(Object pointing dataset rows)
^^^^

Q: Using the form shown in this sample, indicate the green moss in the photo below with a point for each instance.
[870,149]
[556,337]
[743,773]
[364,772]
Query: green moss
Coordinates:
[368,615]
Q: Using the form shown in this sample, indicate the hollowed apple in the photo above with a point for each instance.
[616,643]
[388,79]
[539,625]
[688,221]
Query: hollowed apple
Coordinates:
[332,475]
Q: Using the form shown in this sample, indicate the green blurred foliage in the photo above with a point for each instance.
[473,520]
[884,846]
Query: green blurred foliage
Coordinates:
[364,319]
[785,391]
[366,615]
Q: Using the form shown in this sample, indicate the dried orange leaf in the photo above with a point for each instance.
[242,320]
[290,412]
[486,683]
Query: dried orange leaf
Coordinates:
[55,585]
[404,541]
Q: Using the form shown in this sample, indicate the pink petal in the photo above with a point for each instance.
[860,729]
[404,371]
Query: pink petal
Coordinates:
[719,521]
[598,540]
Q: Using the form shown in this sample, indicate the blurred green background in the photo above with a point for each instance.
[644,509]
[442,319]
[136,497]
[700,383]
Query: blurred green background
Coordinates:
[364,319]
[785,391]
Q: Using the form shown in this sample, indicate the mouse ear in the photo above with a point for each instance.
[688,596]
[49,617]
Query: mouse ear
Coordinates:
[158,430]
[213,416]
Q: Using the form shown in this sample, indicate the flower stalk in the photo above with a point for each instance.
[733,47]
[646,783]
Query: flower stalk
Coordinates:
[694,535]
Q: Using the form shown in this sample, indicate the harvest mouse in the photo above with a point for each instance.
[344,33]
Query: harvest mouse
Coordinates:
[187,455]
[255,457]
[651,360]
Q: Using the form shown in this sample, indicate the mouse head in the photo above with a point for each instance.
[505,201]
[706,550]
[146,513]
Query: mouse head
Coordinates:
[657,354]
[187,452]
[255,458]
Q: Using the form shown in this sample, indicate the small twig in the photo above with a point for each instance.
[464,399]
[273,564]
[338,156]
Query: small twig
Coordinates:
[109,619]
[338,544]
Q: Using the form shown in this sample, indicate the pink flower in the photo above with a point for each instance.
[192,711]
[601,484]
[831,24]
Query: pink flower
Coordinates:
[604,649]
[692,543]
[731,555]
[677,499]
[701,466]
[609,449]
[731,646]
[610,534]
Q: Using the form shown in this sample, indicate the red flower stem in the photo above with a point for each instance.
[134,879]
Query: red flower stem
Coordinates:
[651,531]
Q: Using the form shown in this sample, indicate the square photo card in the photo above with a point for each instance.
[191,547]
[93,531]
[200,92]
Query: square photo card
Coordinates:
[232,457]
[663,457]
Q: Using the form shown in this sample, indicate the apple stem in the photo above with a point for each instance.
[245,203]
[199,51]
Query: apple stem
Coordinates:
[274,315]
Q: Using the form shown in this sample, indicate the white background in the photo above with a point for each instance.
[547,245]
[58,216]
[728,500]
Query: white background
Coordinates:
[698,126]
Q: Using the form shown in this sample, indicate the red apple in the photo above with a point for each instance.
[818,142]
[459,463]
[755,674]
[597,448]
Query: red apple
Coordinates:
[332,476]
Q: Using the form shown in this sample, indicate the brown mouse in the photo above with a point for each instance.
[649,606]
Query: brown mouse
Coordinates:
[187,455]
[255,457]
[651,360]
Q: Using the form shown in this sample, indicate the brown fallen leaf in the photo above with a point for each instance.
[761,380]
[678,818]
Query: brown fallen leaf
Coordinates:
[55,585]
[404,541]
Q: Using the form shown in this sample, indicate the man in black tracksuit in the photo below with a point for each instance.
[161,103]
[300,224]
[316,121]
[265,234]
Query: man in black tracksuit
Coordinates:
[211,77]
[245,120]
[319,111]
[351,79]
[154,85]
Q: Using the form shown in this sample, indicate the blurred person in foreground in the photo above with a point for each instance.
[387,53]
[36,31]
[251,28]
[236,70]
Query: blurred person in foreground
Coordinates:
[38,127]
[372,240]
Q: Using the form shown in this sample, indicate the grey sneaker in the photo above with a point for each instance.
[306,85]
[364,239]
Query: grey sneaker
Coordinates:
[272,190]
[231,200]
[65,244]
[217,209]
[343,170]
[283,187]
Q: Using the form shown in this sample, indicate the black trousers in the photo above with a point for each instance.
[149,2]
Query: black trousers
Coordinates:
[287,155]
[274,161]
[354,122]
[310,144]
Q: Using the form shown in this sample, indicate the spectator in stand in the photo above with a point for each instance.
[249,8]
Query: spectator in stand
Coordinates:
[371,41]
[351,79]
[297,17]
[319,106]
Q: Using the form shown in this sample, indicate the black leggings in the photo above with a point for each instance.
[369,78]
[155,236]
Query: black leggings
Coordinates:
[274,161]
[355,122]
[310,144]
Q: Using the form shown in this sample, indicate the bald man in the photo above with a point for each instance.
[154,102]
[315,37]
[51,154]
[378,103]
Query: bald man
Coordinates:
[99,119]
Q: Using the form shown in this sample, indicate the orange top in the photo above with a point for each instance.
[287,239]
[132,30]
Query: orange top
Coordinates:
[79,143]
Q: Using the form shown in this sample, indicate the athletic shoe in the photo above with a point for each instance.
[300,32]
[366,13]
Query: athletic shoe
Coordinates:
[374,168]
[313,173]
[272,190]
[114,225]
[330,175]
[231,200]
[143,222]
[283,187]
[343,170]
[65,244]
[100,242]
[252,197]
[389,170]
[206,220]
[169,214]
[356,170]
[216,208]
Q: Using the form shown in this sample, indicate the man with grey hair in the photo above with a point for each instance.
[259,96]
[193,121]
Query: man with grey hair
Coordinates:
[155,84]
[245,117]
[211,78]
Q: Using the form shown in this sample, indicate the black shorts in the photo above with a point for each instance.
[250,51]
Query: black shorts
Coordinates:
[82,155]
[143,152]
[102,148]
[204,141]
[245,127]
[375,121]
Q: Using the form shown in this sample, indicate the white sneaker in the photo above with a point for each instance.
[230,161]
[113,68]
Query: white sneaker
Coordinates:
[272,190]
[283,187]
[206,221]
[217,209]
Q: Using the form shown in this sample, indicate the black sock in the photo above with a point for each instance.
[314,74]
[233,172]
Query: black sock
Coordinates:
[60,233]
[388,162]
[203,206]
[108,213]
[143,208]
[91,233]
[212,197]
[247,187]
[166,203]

^^^^

INSTRUCTION ::
Set down all of the records shown above once more, exactly.

TASK OUTPUT ::
Q: Using the form shown in this sample, indicate the green moss in the photo below with a point for each instance.
[870,149]
[556,337]
[743,773]
[364,772]
Query: green moss
Coordinates:
[368,615]
Q: Using the form shown in this sample, indicate the hollowed apple in the photo above with a point for each instance.
[616,643]
[388,79]
[539,625]
[688,221]
Query: hollowed apple
Coordinates:
[332,475]
Q: Using the form shown in this sample, indicate the green blurred foliage in the photo above with a point for each instance.
[473,520]
[884,846]
Query: green blurred foliage
Coordinates:
[364,319]
[785,391]
[366,615]
Q: Using the form shown in this sample, indicate the dried orange leaf in the photo above with a point for each instance.
[242,320]
[290,412]
[486,683]
Query: dried orange leaf
Coordinates:
[55,585]
[404,541]
Q: Using the form shown in this sample, indicate the pink petal in the photo above with a point for each instance.
[860,729]
[404,371]
Query: pink petal
Coordinates:
[719,521]
[598,540]
Q: Using the form shown in this sample, indicate the blurred green background in the photo above with a point for each instance.
[644,509]
[442,319]
[136,497]
[700,383]
Query: blurred green background
Coordinates:
[364,319]
[785,391]
Q: Using the form shown in this sample, indicate the mouse ear in the photo above with a point for each instance.
[688,596]
[49,617]
Query: mouse ear
Coordinates:
[158,430]
[213,416]
Q: Using the form shown in this sample, indicate the flower stalk in the photo above with a point for each instance.
[733,47]
[646,783]
Query: flower stalk
Coordinates:
[694,535]
Q: Using the form shown in this sample, indicate the harvest mouse in the photo above with a point for each instance.
[344,33]
Query: harvest mouse
Coordinates:
[187,455]
[255,457]
[651,360]
Q: Using the form shown in this sample, indicate the mouse head in the photo above with a point for each instance.
[505,201]
[706,550]
[146,513]
Query: mouse head
Coordinates:
[657,354]
[187,452]
[255,458]
Q: Using the form shown in this sample, indicate the small twig in the photo above with a point for each instance.
[464,399]
[273,564]
[338,156]
Query: small twig
Coordinates:
[109,619]
[338,544]
Q: Using the form shown in this sample, indicate the pink flower in the photo above with a point for each instance.
[192,711]
[601,484]
[831,24]
Query: pink flower
Coordinates:
[604,649]
[692,543]
[731,555]
[677,499]
[701,466]
[609,449]
[731,646]
[610,534]
Q: Using the form shown in this sample, indicate the red flower stem in the photo above with a point for each instance.
[134,879]
Query: red flower stem
Coordinates:
[651,531]
Q: Using the form shown in this sample, indicate the square photo card in the photo above with a point for each instance.
[191,547]
[93,531]
[200,92]
Query: square photo card
Coordinates:
[232,457]
[663,457]
Q: Using the form shown in this sample, indicate the apple stem in the photo above with a point for each instance.
[245,203]
[199,51]
Query: apple stem
Coordinates:
[274,315]
Q: Using the form shown in this sample, indicate the white background in the photo above with a point for each instance.
[547,245]
[58,216]
[728,500]
Query: white background
Coordinates:
[698,126]
Q: Using the form shown in this sample, indicate the red apple in the photo above with a point for each instance.
[818,142]
[459,463]
[755,674]
[597,448]
Query: red apple
Coordinates:
[332,476]
Q: Using the form shown in this sample, indicate the brown mouse in the photo above with a point for each instance.
[649,606]
Query: brown mouse
Coordinates:
[187,455]
[255,457]
[651,360]
Q: Using the form shown in this sample, indicate the brown fallen leaf in the photo above with a point for each instance.
[761,380]
[678,818]
Query: brown fallen leaf
Coordinates:
[55,585]
[404,541]
Q: Using the form shown in this sample, indicate the man in black tracksuit in the photo below with a point for each instance.
[161,103]
[300,224]
[316,121]
[265,234]
Query: man in black tracksuit
Coordinates:
[211,77]
[245,120]
[319,111]
[351,79]
[154,85]
Q: Using the form shown in this sample, indicate the blurred person in foreground in the photo above with a point for each instance.
[387,53]
[36,31]
[251,28]
[236,70]
Query: blurred person in foreground
Coordinates:
[38,127]
[372,240]
Q: Using the form shown in this sample, indicate the grey sneaker in the photo above with a point for each instance.
[306,85]
[364,239]
Query: grey sneaker
Coordinates:
[272,190]
[231,200]
[65,244]
[217,209]
[343,170]
[283,187]
Q: Using the form shown in this sample, indicate the black trousers in the photo above with a point for each instance.
[149,2]
Query: black trousers
Coordinates:
[287,155]
[274,161]
[354,122]
[310,144]
Q: Using the form shown in this sample, indicate the spectator in stand in the photo above with a point for each instance.
[249,8]
Query: spectator in stand
Coordinates:
[371,41]
[351,79]
[297,17]
[319,106]
Q: Using the form shown in this sample, indicate the black leggings in the photo above with a point for each instance.
[369,78]
[155,236]
Query: black leggings
Coordinates:
[274,161]
[355,122]
[310,144]
Q: Using the form shown in this sample, indicate the bald man in the photo above with a point for each instance.
[154,102]
[315,37]
[51,154]
[378,103]
Query: bald man
Coordinates:
[99,119]
Q: Using the form shown in this sample, indicate the orange top in the photo above with a point for each instance.
[287,239]
[132,30]
Query: orange top
Coordinates:
[79,143]
Q: Using the form shown in this sample, indicate the athletic shoe in the photo above with a point for each instance.
[300,32]
[366,13]
Query: athletic shoe
Coordinates:
[374,168]
[313,173]
[272,190]
[114,225]
[330,175]
[231,200]
[143,222]
[283,187]
[343,170]
[65,244]
[100,242]
[252,197]
[389,170]
[206,220]
[169,214]
[356,170]
[216,208]
Q: Using the form shown in this sample, indicate the man with grey hair in the photo above with a point for each instance.
[259,96]
[193,121]
Query: man with grey hair
Coordinates:
[155,84]
[245,117]
[211,78]
Q: Using the form shown in this sample, indicate the black shorts in the photo above with a point for each instance.
[250,51]
Query: black shorts
Coordinates:
[82,155]
[143,152]
[102,148]
[204,141]
[245,127]
[375,121]
Q: Using the form shown in this sample, indicate the white sneaker in the photo above with a point for each instance.
[230,161]
[113,68]
Query: white sneaker
Coordinates:
[272,190]
[283,187]
[206,221]
[217,209]
Q: Using the form shown in this sample, indicate the black sock in the photo above with a point for each instance.
[314,74]
[233,172]
Query: black sock
Coordinates:
[60,233]
[388,162]
[203,206]
[108,213]
[143,208]
[91,233]
[212,197]
[247,187]
[166,203]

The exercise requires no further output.